**YOUR OBJECTIVE:**
Give back the lines below verbatim, omitting all pictures.

= = =

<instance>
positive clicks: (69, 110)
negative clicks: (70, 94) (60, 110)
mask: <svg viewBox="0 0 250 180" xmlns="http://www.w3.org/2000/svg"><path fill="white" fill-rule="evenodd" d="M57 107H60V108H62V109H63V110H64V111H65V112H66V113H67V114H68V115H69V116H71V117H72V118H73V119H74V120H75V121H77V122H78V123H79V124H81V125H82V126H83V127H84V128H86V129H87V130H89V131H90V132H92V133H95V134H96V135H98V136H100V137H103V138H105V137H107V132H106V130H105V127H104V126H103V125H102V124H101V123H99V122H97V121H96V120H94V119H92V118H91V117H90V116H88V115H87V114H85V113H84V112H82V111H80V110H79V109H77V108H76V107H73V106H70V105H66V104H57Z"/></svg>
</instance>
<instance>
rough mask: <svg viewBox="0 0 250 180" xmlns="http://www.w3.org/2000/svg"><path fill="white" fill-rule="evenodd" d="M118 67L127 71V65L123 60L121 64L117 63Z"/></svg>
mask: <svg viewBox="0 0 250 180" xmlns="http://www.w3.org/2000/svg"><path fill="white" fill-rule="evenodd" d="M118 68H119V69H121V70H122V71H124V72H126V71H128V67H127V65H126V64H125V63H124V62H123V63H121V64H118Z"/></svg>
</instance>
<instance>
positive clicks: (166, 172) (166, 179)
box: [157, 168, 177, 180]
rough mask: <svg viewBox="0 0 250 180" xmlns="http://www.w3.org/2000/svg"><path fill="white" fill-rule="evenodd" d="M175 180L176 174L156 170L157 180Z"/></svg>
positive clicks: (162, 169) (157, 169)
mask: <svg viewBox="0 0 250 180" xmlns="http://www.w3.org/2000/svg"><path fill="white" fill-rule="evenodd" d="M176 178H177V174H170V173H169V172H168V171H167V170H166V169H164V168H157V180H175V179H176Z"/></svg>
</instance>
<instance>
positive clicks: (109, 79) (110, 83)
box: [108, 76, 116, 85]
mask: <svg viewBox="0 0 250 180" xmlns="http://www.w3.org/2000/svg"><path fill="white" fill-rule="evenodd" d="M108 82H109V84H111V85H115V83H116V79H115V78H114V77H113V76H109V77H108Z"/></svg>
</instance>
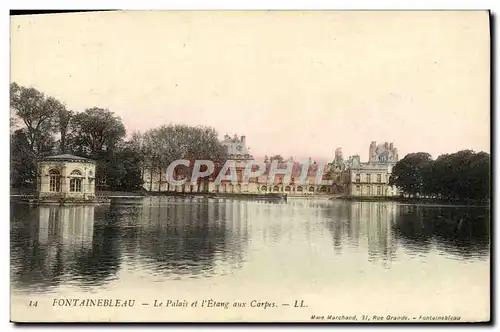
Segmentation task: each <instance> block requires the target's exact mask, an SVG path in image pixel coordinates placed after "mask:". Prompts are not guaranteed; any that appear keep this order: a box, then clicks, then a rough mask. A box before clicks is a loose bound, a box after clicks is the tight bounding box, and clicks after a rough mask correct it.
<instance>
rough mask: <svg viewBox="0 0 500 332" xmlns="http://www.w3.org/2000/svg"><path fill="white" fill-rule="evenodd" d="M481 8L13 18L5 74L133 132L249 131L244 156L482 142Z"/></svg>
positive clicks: (268, 12) (485, 73)
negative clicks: (416, 10) (400, 10)
mask: <svg viewBox="0 0 500 332" xmlns="http://www.w3.org/2000/svg"><path fill="white" fill-rule="evenodd" d="M489 38H490V36H489V17H488V13H487V12H485V11H484V12H482V11H475V12H474V11H469V12H468V11H460V12H454V11H421V12H418V11H415V12H412V11H407V12H398V11H388V12H384V11H379V12H371V11H359V12H355V11H353V12H349V11H317V12H314V11H282V12H279V11H253V12H244V11H225V12H224V11H191V12H183V11H125V12H100V13H98V12H97V13H71V14H50V15H28V16H18V17H11V82H17V83H18V84H20V85H23V86H32V87H35V88H36V89H38V90H40V91H42V92H44V93H45V94H47V95H49V96H53V97H55V98H57V99H59V100H60V101H61V102H63V103H64V104H65V105H66V106H67V107H68V108H69V109H72V110H75V111H78V112H79V111H83V110H85V109H86V108H91V107H101V108H107V109H109V110H111V111H113V112H115V113H116V114H117V115H118V116H120V117H121V118H122V120H123V122H124V124H125V127H126V128H127V131H128V132H129V133H132V132H134V131H141V132H144V131H146V130H148V129H150V128H154V127H157V126H159V125H162V124H169V123H184V124H189V125H208V126H212V127H214V128H215V129H216V130H217V131H218V132H219V136H220V138H221V139H222V138H223V136H224V134H226V133H227V134H229V135H231V136H232V135H234V134H237V135H245V136H246V141H247V144H248V146H249V147H250V148H251V151H252V153H253V155H254V156H256V157H262V156H264V155H266V154H267V155H274V154H281V155H283V156H284V157H285V158H288V157H290V156H294V157H295V158H307V157H312V158H314V159H325V160H331V159H332V158H333V156H334V151H335V149H336V148H337V147H341V148H342V150H343V154H344V156H348V155H352V154H359V155H360V156H361V160H362V161H367V159H368V149H369V145H370V142H371V141H377V142H385V141H388V142H393V143H394V145H395V146H396V147H397V148H398V150H399V156H400V158H402V157H404V155H406V154H407V153H411V152H420V151H424V152H428V153H430V154H431V155H432V156H433V157H434V158H436V157H437V156H439V155H440V154H443V153H453V152H456V151H458V150H461V149H472V150H475V151H486V152H490V39H489Z"/></svg>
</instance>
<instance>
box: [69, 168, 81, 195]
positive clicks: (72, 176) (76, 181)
mask: <svg viewBox="0 0 500 332" xmlns="http://www.w3.org/2000/svg"><path fill="white" fill-rule="evenodd" d="M69 176H70V180H69V191H70V192H81V191H82V177H83V174H82V172H80V171H79V170H77V169H75V170H74V171H72V172H71V174H70V175H69Z"/></svg>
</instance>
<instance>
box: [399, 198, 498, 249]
mask: <svg viewBox="0 0 500 332" xmlns="http://www.w3.org/2000/svg"><path fill="white" fill-rule="evenodd" d="M489 224H490V212H489V209H487V208H481V207H471V208H455V207H441V206H438V207H425V206H412V205H407V206H401V207H400V209H399V210H398V213H397V219H396V224H395V225H394V226H393V228H394V231H395V233H396V236H397V237H398V239H399V240H400V241H401V243H402V244H403V246H404V247H405V248H407V249H409V251H410V253H412V252H413V253H423V252H428V251H430V250H432V248H433V247H434V246H435V247H436V248H437V249H438V250H439V251H440V252H441V253H443V252H444V253H447V254H452V255H455V256H457V257H459V258H465V259H467V258H481V257H485V256H487V255H488V253H489V234H490V229H489Z"/></svg>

= = =

**YOUR SOLUTION:**
<instance>
positive clicks: (69, 110)
negative clicks: (70, 94) (60, 110)
mask: <svg viewBox="0 0 250 180" xmlns="http://www.w3.org/2000/svg"><path fill="white" fill-rule="evenodd" d="M57 107H60V108H62V109H63V110H64V111H65V112H66V113H67V114H68V115H69V116H71V117H72V118H73V119H74V120H75V121H77V122H78V123H79V124H81V125H82V126H83V127H84V128H86V129H87V130H89V131H90V132H92V133H95V134H96V135H98V136H100V137H103V138H105V137H107V132H106V130H105V127H104V126H103V125H102V124H101V123H99V122H97V121H96V120H94V119H92V118H91V117H90V116H88V115H87V114H85V113H84V112H82V111H80V110H79V109H77V108H76V107H73V106H70V105H66V104H57Z"/></svg>
</instance>
<instance>
rough mask: <svg viewBox="0 0 250 180" xmlns="http://www.w3.org/2000/svg"><path fill="white" fill-rule="evenodd" d="M118 67L127 71V65L123 60L121 64L117 63Z"/></svg>
mask: <svg viewBox="0 0 250 180" xmlns="http://www.w3.org/2000/svg"><path fill="white" fill-rule="evenodd" d="M118 68H119V69H121V70H122V71H124V72H126V71H128V67H127V65H126V64H125V63H124V62H123V63H121V64H118Z"/></svg>
</instance>
<instance>
positive clicks: (166, 172) (166, 179)
box: [157, 168, 177, 180]
rough mask: <svg viewBox="0 0 250 180" xmlns="http://www.w3.org/2000/svg"><path fill="white" fill-rule="evenodd" d="M175 180L176 174L156 170L157 180Z"/></svg>
positive clicks: (162, 169) (157, 169)
mask: <svg viewBox="0 0 250 180" xmlns="http://www.w3.org/2000/svg"><path fill="white" fill-rule="evenodd" d="M176 178H177V174H170V173H169V172H168V171H167V170H166V169H164V168H157V180H175V179H176Z"/></svg>
</instance>
<instance>
positive clicks: (109, 79) (110, 83)
box: [108, 76, 116, 85]
mask: <svg viewBox="0 0 250 180" xmlns="http://www.w3.org/2000/svg"><path fill="white" fill-rule="evenodd" d="M108 82H109V84H111V85H115V83H116V79H115V78H114V77H113V76H109V77H108Z"/></svg>
</instance>
Segmentation task: each <instance> block requires the target's exact mask, an SVG path in image pixel coordinates placed after "mask:". Prompts are not guaranteed; any that appear keep this order: a box, then clicks, then a rough mask. A box before clicks is a loose bound, a box after clicks is the tight bounding box, and clicks after a rough mask correct it.
<instance>
rough mask: <svg viewBox="0 0 500 332" xmlns="http://www.w3.org/2000/svg"><path fill="white" fill-rule="evenodd" d="M481 8L13 18L5 74L133 132L249 131L244 156L482 142Z"/></svg>
positive clicks: (268, 12) (485, 73)
negative clicks: (416, 10) (400, 10)
mask: <svg viewBox="0 0 500 332" xmlns="http://www.w3.org/2000/svg"><path fill="white" fill-rule="evenodd" d="M489 38H490V36H489V17H488V13H487V12H485V11H484V12H482V11H475V12H474V11H469V12H468V11H460V12H454V11H421V12H418V11H415V12H412V11H407V12H398V11H388V12H384V11H379V12H371V11H359V12H355V11H353V12H349V11H317V12H314V11H282V12H279V11H253V12H244V11H225V12H224V11H191V12H183V11H125V12H100V13H98V12H97V13H71V14H50V15H28V16H18V17H11V82H17V83H18V84H20V85H23V86H32V87H35V88H36V89H38V90H40V91H42V92H44V93H45V94H47V95H49V96H53V97H55V98H57V99H59V100H60V101H61V102H63V103H64V104H65V105H66V106H67V107H68V108H69V109H72V110H75V111H78V112H79V111H83V110H85V109H86V108H91V107H101V108H107V109H109V110H111V111H113V112H115V113H116V114H117V115H118V116H120V117H121V118H122V120H123V122H124V124H125V127H126V128H127V131H128V132H129V133H132V132H134V131H141V132H144V131H146V130H148V129H150V128H154V127H157V126H159V125H162V124H169V123H184V124H189V125H208V126H212V127H214V128H215V129H216V130H217V131H218V132H219V136H220V138H221V139H222V138H223V136H224V134H226V133H227V134H229V135H231V136H232V135H234V134H237V135H245V136H246V141H247V144H248V146H249V147H250V148H251V151H252V153H253V155H254V156H256V157H262V156H264V155H266V154H267V155H274V154H281V155H283V156H284V157H285V158H288V157H290V156H294V157H295V158H307V157H312V158H314V159H325V160H331V159H332V158H333V156H334V151H335V149H336V148H337V147H341V148H342V150H343V154H344V156H348V155H352V154H359V155H360V156H361V160H362V161H367V159H368V149H369V145H370V142H371V141H377V142H385V141H388V142H393V143H394V145H395V146H396V147H397V148H398V150H399V156H400V158H402V157H404V155H406V154H407V153H411V152H420V151H424V152H428V153H430V154H431V155H432V156H433V157H434V158H436V157H437V156H439V155H440V154H443V153H453V152H456V151H458V150H461V149H472V150H475V151H486V152H490V39H489Z"/></svg>
</instance>
<instance>
box: [69, 168, 81, 195]
positive clicks: (72, 176) (76, 181)
mask: <svg viewBox="0 0 500 332" xmlns="http://www.w3.org/2000/svg"><path fill="white" fill-rule="evenodd" d="M69 176H70V180H69V191H70V192H81V191H82V177H83V174H82V172H80V171H79V170H77V169H75V170H74V171H72V172H71V174H70V175H69Z"/></svg>
</instance>
<instance>
box: [399, 198, 498, 249]
mask: <svg viewBox="0 0 500 332" xmlns="http://www.w3.org/2000/svg"><path fill="white" fill-rule="evenodd" d="M489 224H490V212H489V209H487V208H481V207H471V208H455V207H441V206H438V207H425V206H412V205H407V206H401V207H400V209H399V210H398V213H397V219H396V224H395V225H394V226H393V228H394V231H395V233H396V236H397V237H398V239H399V240H400V241H401V243H402V244H403V246H404V247H405V248H407V249H409V251H410V253H412V252H413V253H423V252H428V251H430V250H432V248H433V247H434V246H435V247H436V248H437V249H438V250H439V251H440V252H441V253H443V252H444V253H447V254H452V255H455V256H457V257H459V258H465V259H467V258H481V257H485V256H487V255H488V253H489V234H490V229H489Z"/></svg>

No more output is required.